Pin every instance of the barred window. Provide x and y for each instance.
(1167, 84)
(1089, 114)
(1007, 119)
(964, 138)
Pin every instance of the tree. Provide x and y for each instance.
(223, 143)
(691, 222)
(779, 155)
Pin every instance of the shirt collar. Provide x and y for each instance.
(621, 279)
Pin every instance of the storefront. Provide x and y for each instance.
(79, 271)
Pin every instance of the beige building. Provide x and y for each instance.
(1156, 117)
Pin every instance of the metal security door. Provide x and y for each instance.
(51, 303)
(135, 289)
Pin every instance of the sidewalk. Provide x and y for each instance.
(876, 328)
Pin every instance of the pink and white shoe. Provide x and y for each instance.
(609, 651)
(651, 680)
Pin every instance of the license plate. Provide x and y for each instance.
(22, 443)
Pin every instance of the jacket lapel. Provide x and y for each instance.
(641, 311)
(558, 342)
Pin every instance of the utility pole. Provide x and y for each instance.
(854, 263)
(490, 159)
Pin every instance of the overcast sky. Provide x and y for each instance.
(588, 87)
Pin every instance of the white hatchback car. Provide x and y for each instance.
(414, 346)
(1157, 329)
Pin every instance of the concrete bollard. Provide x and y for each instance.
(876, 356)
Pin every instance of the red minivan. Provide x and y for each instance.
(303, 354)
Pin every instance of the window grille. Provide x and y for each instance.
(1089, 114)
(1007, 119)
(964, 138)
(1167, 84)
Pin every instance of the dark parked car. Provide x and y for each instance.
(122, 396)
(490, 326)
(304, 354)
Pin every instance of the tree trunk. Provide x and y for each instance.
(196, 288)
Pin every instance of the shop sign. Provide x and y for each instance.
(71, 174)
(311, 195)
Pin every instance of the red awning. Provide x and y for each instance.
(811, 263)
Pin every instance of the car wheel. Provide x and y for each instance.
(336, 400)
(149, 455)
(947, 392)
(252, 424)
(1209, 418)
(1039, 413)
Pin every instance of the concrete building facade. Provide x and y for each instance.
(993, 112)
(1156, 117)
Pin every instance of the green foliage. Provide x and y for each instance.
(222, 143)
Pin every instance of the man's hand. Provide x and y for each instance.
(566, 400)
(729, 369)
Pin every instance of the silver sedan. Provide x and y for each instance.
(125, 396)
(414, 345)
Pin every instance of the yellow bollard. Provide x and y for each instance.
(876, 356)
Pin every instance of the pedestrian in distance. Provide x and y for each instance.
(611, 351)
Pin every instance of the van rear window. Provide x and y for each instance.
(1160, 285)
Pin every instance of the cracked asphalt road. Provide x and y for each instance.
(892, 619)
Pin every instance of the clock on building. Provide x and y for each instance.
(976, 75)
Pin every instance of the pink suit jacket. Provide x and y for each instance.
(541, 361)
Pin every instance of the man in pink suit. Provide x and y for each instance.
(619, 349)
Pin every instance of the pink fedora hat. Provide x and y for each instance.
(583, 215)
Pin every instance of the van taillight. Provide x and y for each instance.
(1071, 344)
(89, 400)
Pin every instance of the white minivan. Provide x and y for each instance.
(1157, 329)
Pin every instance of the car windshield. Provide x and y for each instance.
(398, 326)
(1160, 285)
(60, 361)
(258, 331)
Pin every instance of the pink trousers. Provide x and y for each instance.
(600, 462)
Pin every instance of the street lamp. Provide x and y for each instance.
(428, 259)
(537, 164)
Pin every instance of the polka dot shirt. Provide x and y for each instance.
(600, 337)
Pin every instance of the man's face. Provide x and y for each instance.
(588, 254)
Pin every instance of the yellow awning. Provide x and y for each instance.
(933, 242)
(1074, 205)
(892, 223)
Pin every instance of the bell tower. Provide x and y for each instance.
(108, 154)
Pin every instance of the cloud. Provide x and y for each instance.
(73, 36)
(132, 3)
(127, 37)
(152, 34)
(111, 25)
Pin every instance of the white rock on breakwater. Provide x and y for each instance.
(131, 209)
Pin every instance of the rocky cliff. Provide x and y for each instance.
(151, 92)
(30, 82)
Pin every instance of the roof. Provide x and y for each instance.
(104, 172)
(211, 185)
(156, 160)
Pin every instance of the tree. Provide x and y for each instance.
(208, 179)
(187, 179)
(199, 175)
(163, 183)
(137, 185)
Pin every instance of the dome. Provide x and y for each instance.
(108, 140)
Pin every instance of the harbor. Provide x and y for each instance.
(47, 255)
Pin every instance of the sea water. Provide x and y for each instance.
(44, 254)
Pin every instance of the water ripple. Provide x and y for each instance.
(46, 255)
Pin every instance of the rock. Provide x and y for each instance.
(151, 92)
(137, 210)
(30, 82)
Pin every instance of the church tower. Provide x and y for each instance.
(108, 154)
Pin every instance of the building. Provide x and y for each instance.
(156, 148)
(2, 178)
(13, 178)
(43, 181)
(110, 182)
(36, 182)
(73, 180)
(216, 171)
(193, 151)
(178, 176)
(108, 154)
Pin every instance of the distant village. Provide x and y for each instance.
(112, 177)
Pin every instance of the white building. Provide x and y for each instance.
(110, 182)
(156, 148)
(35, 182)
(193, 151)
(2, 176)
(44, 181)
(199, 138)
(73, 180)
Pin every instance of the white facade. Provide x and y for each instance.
========
Put each line of the listing above, from the line with "Pin every instance of the white building." through the end of the listing, into a JSON list with one string per line. Leave out blank lines.

*Answer to the problem:*
[
  "Pin every instance of the white building. Provide x and y for each instance.",
  "(110, 182)",
  "(156, 148)",
  "(35, 182)",
  "(193, 151)",
  "(2, 176)",
  "(44, 181)",
  "(199, 138)",
  "(73, 180)",
  "Pin every instance of the white facade. Provide x and y for each instance."
]